◆ WRITTEN PROBLEM A:
Return each line of the records that contains the word "woman", treating uppercase and lowercase letters as distinct.

When we refer to financial statements, we generally mean:
The Balance Sheet shows balances as of a specific date. It is a snapshot of the organization's financial position. The P&L shows the net of increases and decreases over a period of time. It is a video of the organization's financial transactions. The Cash Flow Statement focuses on only those accounts/transactions that affect cash. For example, payment to buy a new computer affects cash; depreciation of the computer over three years of useful life, does not.
Note that P&L, Profit and Loss, or Income Statement all refer to the same financial statement; the labels are interchangeable. This statement is most often presented for one calendar month, but might be presented for a fiscal month (Some organizations use accounting periods that group whole weeks, instead of beginning or ending a month in the middle of a week.) or only every three-month calendar/fiscal quarter. For ease of explanation, our examples will use one calendar month.
The P&L is presented in three main categories of accounts. The first section of the statement shows gross Income. For example, the organization sells only one item (Widgets), always at the same price ($1,000), and sells 25 of them during June. Sales for June are $25,000. In this example, Income is also $25,000.
The second portion of the statement shows Cost of Goods Sold. "Goods" applies to both products and services. To decide whether a cost belongs here, ask the question: If not for this particular IT project - or, if not for this customer-ordered Widget - would the organization incur the cost? A "no" answer indicates that the cost is for a component of the product or service sold.

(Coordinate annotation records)
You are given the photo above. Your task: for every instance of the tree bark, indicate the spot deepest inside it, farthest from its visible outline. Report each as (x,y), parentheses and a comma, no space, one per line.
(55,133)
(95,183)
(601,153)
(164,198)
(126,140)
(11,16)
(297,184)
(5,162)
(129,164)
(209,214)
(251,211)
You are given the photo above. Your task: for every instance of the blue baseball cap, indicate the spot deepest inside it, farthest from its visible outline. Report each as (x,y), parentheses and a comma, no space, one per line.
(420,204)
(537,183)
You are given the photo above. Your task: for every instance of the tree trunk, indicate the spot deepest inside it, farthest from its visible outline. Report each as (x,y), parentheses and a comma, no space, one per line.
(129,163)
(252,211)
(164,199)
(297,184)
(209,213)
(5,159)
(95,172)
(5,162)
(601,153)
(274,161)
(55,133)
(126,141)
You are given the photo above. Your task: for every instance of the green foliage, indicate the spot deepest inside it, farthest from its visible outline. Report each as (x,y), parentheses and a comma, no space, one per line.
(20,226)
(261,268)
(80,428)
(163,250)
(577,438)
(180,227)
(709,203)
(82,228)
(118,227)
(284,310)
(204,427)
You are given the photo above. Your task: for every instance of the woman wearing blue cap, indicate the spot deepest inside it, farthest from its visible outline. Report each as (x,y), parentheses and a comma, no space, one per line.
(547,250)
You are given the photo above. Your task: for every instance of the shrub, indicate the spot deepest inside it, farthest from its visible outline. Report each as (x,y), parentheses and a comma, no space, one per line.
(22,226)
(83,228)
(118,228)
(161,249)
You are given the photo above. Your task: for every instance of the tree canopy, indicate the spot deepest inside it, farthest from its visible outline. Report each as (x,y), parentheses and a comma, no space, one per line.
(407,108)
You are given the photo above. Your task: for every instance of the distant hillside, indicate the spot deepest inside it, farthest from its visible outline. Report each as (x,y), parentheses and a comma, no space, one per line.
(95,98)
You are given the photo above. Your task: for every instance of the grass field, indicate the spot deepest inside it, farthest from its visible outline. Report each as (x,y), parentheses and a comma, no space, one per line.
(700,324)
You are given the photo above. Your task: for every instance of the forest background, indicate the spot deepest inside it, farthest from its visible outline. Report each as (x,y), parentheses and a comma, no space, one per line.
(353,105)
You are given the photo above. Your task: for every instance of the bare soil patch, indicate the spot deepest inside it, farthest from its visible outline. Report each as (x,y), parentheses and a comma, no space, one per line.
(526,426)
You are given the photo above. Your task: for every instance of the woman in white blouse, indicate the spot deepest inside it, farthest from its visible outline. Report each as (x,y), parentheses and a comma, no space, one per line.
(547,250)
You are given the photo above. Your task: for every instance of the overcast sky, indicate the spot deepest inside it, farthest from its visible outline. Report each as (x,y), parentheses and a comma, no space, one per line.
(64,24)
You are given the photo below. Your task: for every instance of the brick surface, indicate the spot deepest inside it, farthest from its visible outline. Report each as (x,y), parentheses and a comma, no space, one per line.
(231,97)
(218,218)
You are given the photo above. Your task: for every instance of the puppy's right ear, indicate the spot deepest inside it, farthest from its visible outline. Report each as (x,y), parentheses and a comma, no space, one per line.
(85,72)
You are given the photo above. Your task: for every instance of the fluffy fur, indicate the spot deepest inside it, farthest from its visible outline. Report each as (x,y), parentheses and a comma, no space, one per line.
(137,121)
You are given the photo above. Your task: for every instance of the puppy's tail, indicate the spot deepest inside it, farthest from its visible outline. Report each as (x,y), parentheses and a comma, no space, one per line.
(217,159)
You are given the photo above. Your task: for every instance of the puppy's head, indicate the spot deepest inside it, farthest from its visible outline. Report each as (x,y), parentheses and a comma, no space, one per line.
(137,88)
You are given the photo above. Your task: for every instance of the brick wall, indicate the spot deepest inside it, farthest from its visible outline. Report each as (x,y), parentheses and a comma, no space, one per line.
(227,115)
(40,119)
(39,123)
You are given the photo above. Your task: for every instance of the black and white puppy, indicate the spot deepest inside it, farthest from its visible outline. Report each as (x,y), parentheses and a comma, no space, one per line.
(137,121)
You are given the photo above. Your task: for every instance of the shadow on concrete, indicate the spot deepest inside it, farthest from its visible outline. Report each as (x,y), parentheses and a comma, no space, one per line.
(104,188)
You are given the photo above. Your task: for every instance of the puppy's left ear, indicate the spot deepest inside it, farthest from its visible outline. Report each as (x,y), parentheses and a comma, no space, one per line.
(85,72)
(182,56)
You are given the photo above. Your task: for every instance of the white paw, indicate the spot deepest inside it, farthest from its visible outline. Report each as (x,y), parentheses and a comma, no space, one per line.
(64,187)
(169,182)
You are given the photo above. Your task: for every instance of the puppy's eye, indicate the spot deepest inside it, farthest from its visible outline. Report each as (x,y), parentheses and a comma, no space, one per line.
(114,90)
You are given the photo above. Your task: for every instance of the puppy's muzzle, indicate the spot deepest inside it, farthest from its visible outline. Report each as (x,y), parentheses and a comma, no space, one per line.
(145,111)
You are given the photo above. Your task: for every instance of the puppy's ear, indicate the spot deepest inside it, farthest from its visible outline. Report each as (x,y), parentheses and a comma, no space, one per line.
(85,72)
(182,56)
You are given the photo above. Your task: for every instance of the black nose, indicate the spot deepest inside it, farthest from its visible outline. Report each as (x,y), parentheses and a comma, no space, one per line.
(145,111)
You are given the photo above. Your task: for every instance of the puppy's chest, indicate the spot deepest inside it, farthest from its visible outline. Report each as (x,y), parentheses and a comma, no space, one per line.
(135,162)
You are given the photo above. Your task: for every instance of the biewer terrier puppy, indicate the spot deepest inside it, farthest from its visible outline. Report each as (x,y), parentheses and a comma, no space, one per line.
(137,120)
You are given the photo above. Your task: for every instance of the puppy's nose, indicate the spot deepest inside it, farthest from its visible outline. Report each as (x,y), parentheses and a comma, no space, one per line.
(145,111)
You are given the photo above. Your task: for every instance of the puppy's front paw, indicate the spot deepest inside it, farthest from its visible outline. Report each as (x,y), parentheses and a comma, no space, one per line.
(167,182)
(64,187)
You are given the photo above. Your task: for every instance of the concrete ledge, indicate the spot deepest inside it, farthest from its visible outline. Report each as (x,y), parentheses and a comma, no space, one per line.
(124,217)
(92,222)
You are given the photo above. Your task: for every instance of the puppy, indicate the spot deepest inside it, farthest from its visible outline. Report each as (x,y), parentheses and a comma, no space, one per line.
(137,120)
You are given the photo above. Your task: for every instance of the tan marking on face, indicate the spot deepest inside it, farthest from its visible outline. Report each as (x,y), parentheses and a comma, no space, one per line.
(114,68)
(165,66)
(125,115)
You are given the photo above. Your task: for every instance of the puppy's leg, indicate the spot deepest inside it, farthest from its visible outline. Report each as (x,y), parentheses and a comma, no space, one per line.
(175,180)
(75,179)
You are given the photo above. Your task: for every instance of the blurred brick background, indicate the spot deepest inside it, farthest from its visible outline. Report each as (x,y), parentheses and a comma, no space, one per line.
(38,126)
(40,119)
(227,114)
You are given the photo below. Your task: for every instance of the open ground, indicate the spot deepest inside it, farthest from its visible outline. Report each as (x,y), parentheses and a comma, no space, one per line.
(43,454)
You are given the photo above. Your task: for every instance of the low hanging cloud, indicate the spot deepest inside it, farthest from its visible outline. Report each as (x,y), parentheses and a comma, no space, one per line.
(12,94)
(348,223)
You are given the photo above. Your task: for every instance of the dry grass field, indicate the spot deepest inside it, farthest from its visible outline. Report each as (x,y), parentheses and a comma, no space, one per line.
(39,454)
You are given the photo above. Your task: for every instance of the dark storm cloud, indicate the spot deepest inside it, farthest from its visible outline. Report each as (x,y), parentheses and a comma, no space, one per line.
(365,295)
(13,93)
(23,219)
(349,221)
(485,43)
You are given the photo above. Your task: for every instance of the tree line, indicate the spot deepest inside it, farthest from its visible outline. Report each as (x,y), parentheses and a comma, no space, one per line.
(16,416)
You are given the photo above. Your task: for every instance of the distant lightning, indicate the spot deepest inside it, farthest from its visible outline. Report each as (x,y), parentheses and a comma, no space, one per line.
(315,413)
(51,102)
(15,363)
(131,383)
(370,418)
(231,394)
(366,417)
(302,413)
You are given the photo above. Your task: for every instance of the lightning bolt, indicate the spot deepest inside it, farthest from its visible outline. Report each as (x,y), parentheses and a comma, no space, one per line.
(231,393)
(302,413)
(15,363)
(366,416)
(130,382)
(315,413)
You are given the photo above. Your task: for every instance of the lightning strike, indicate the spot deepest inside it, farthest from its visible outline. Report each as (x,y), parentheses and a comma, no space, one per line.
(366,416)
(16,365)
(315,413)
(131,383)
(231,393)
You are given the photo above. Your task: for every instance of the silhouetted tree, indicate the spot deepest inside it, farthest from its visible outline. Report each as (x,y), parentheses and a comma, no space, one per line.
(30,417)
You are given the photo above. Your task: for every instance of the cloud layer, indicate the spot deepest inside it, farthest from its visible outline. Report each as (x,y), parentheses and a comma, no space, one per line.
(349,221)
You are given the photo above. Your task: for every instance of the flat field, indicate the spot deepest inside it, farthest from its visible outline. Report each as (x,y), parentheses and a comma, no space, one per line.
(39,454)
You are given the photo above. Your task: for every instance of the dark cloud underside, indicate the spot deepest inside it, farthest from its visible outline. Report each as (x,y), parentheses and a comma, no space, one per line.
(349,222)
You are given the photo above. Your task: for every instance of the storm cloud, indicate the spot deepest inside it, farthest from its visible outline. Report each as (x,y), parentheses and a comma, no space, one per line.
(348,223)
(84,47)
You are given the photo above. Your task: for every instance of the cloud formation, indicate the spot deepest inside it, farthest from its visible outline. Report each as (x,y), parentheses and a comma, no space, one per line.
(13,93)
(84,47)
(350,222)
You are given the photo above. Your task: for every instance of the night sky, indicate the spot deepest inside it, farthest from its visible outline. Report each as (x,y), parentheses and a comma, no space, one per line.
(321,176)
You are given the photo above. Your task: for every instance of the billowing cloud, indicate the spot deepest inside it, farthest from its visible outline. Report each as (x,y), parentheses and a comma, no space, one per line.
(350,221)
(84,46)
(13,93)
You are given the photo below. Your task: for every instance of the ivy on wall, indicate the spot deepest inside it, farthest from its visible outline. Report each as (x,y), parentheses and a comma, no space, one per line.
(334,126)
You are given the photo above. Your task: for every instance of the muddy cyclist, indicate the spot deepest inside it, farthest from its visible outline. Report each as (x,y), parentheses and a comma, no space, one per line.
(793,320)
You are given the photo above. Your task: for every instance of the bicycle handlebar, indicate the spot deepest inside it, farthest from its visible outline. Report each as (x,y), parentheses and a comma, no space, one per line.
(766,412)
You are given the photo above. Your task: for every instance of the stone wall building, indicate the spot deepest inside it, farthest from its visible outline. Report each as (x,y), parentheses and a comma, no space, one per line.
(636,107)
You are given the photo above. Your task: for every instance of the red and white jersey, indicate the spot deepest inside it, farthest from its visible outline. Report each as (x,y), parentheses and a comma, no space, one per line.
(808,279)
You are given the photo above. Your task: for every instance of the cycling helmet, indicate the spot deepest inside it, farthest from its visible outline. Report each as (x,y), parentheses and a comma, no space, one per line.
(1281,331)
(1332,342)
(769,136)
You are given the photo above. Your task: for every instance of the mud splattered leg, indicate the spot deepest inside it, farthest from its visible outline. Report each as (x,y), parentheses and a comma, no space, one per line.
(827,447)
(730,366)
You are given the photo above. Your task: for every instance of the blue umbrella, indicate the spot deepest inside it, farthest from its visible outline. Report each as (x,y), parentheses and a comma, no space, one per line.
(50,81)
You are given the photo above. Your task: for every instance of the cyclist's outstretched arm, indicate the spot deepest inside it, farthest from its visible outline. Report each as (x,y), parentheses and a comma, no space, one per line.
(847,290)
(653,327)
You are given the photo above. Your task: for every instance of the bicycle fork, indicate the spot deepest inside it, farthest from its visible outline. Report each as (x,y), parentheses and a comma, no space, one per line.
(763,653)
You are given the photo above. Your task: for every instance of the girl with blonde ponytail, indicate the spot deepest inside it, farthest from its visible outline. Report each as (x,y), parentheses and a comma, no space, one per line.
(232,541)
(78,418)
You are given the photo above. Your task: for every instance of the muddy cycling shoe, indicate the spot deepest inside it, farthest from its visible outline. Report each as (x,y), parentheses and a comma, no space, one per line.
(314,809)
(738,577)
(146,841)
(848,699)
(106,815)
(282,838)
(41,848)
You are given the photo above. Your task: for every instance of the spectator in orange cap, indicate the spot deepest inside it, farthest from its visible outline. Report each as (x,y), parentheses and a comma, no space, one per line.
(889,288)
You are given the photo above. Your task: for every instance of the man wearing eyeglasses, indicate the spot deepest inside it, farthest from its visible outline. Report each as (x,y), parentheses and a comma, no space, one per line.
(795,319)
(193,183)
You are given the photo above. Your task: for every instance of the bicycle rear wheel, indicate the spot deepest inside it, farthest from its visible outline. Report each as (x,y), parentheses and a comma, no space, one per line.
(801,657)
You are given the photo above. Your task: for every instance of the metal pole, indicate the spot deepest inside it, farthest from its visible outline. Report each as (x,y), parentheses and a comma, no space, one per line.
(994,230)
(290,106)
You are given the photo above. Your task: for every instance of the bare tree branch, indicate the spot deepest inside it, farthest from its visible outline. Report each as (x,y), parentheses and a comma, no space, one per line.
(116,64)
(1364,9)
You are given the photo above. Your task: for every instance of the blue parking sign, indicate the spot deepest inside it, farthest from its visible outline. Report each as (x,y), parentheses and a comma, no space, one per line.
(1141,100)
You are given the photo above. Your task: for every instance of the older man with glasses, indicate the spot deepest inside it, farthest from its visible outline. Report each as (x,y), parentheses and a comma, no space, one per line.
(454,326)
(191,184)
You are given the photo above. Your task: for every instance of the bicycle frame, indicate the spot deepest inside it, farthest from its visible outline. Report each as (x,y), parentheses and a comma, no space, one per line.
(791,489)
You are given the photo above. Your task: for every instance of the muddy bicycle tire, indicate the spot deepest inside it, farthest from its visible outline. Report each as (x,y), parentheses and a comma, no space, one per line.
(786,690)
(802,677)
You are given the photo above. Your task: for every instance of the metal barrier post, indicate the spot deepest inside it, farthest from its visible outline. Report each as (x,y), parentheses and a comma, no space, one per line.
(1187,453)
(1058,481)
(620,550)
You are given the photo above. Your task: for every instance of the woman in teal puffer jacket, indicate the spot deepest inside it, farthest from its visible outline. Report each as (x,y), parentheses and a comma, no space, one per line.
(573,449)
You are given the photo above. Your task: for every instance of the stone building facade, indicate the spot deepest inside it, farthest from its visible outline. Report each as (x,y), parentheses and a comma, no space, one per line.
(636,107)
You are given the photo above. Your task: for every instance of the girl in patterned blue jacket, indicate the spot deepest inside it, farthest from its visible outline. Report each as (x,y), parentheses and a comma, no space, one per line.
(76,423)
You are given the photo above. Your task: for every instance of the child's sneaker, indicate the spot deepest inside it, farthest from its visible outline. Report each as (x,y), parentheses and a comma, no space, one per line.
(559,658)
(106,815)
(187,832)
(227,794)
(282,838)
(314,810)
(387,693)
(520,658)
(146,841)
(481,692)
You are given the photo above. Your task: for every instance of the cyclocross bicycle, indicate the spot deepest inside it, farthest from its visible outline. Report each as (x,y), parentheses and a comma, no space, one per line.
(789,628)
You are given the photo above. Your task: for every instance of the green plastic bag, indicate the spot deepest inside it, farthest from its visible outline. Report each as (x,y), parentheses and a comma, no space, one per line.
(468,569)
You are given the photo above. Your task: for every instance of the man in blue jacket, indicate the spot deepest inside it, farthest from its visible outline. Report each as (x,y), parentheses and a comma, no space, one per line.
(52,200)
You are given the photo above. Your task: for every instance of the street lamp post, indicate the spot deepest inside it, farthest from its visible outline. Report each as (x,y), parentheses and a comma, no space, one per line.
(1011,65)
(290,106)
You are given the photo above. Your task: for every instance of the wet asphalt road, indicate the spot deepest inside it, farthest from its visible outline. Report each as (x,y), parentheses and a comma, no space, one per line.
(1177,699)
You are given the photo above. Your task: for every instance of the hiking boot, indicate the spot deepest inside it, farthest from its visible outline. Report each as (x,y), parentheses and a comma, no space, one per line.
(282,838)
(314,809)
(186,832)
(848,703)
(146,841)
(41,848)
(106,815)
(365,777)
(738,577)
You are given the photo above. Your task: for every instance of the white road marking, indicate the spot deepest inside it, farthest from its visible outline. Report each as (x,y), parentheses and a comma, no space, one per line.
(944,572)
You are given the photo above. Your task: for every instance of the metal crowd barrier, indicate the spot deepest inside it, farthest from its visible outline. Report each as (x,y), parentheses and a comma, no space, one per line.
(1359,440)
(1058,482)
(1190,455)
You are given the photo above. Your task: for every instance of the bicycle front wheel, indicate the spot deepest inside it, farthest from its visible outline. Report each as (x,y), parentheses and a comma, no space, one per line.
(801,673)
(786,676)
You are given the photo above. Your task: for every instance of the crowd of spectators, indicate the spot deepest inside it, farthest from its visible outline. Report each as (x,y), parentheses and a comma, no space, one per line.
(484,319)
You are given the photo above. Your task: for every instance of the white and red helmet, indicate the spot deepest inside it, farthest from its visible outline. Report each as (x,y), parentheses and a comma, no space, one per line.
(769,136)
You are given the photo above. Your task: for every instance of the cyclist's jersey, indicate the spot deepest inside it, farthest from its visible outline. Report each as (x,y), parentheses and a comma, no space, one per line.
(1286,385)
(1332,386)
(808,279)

◆ WRITTEN PROBLEM B:
Continue the passage on financial statements from the point at which it ends.

◆ WRITTEN ANSWER A:
You are given the photo above. Your task: for every instance of the woman wearing blue cap, indicate the spot deepest inside it, farthest from its visible outline. Report each as (x,y), parentheses and a comma, no space, one per line.
You are given the photo above. Your task: for every instance of the woman in white blouse, indicate the spot deepest inside it, farthest from its visible outline. Report each as (x,y), parentheses and a comma, no space, one per line.
You are given the photo above. Your task: for every instance of the woman in teal puffer jacket, indicate the spot deepest inside it, farthest from its visible outline. Report each as (x,y), parentheses and a comma, no space, one per line.

◆ WRITTEN ANSWER B:
Cost of Goods Sold - Services
The accounts in this section of the P&L show direct costs of presenting a training seminar, updating an information systems network, or testing soil in preparation for construction. The labor to develop the outline, slides, and handouts; the training room rental; and the purchase of audio-visual equipment are costs of presenting a training seminar.
Often one person contributes direct and indirect labor. Actually providing services to the customer, such as standing before a group of people and presenting training, is direct. Coordinating the schedules of trainers and customer training sessions is indirect. Time for each dual contributor is recorded and tracked. The applicable portion of the cost of his/her labor is allocated to Cost of Goods Sold.
Cost of Goods Sold - Product Example
In our example, the raw materials to assemble a Widget cost $350 per finished product. Labor to assemble one Widget costs $370. There are no additional costs for (vendor) goods or (employee) services, which become part of the Widget. Cost of Goods Sold for June is (25 Widgets at $720 each) $18,000. (Services include contracted or outsourced services in the direct assembly/creation of a Widget.) The P&L shows gross profit or loss, which is Income minus Cost of Goods Sold. Gross profit for June is ($25,000 minus $18,000) $7,000.
The last portion of the statement describes Expenses. These are costs of running a business, and not directly allocated to the assembly or creation of a Widget. June Expenses are:
|Outsourced Human Resources||300|
|Part-time Receptionist (Wages)||800|
At the bottom of the P&L is the net profit or loss for the period. The net profit for June is (gross profit of $7,000 minus Expenses of $6,750) $250.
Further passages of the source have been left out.